══ Document extract

Time figures explicitly in the curriculum in terms of practical maths and more tacitly, through the history programme. However, in an implicit or pedagogical sense, there is much more to it than that, since time is a mystery, a riddle and a construct, with different aspects and dimensions. Time has length and depth; it is linear and cyclical, it bears faces that are both qualitative and numerical. There is the rhythm and the beat of time; time does not simply come in minutes and hours. It is in the kindergarten where the experiences of time are perhaps most telling and radical, especially in an era of vanishing or accelerating time.
Harbouring a sense and a feeling for place is part of the bread and butter of life. In these times, it is more important than ever to foster a sense of orientation and to prepare a capacity for multiple orientations in later years. To learn the knack of being able, in time, to make oneself at home on the earth, in many different places, is a precious and vital capacity. The ways in which we regard spaces and pauses, the in-between moments and places, are best considered as life-skills, rather than pastimes. For some, perhaps many, the sense for place has come adrift; weakening the link between me and where I am. In all sorts of education the place of place needs strengthening and securing.
In some ways, the theme of technology and communication is as important today as health and nutrition. On a BBC Radio programme, Farming Today (23rd March, 2013), a survey commissioned by the Department for Education (DfE) reported that when 2000 people between the ages of 15 and 24 were asked, ‘What is a blackberry?’ 82% replied that it is a phone!

════

▶ _Stated task a_:
Using the document extract above, condense the paragraph beginning "Harbouring a sense and a feeling for place" into a short bulleted list that keeps its main points.

══ Data

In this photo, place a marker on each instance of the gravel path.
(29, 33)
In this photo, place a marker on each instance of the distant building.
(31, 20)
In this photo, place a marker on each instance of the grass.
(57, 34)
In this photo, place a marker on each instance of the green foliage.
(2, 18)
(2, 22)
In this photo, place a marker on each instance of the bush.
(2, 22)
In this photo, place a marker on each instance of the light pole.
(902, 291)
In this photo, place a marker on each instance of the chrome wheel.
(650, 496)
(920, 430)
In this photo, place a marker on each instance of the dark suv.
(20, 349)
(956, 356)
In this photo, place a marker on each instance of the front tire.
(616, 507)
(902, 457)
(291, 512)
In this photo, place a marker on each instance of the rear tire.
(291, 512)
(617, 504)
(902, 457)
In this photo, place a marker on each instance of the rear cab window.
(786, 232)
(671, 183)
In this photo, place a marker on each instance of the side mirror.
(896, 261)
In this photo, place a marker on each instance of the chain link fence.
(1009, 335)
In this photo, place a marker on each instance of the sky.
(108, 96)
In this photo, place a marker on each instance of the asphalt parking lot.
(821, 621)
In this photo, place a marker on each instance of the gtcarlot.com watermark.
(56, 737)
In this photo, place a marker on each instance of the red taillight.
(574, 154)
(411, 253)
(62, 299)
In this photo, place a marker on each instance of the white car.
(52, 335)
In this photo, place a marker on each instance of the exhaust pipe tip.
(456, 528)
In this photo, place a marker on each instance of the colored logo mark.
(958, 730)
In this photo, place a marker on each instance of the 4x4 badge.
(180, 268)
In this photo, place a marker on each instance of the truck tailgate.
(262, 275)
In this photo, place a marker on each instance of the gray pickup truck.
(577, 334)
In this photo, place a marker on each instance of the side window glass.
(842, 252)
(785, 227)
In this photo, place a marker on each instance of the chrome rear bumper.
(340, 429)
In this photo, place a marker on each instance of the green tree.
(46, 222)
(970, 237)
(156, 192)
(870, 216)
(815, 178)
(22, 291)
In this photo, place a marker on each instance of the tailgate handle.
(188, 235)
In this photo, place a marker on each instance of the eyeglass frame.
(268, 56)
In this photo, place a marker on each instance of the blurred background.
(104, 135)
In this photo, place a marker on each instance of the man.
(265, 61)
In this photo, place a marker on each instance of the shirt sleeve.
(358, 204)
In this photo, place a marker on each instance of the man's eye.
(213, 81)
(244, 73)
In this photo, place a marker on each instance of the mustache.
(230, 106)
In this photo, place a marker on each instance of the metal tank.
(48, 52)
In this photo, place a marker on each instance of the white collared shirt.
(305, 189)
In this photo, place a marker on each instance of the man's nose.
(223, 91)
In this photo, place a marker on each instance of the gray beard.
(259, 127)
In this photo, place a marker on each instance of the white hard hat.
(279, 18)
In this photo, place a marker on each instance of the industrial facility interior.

════

▶ _Stated task b_:
Show every line of the records that contains the word "tailgate", treating case as significant.

▶ _Exercise answer a_:
- A sense and feeling for place is a basic part of life.
- Today it matters more than ever to foster a sense of orientation and to prepare for multiple orientations later in life.
- Learning, in time, to feel at home on the earth in many different places is a precious and vital capacity.
- How we regard spaces and pauses, the in-between moments and places, is best treated as a life skill rather than a pastime.
- For some, perhaps many, the sense of place has come adrift, weakening the link between a person and where they are.
- Every kind of education needs to strengthen and secure the place of place.

▶ _Exercise answer b_:
In this photo, place a marker on each instance of the truck tailgate.
In this photo, place a marker on each instance of the tailgate handle.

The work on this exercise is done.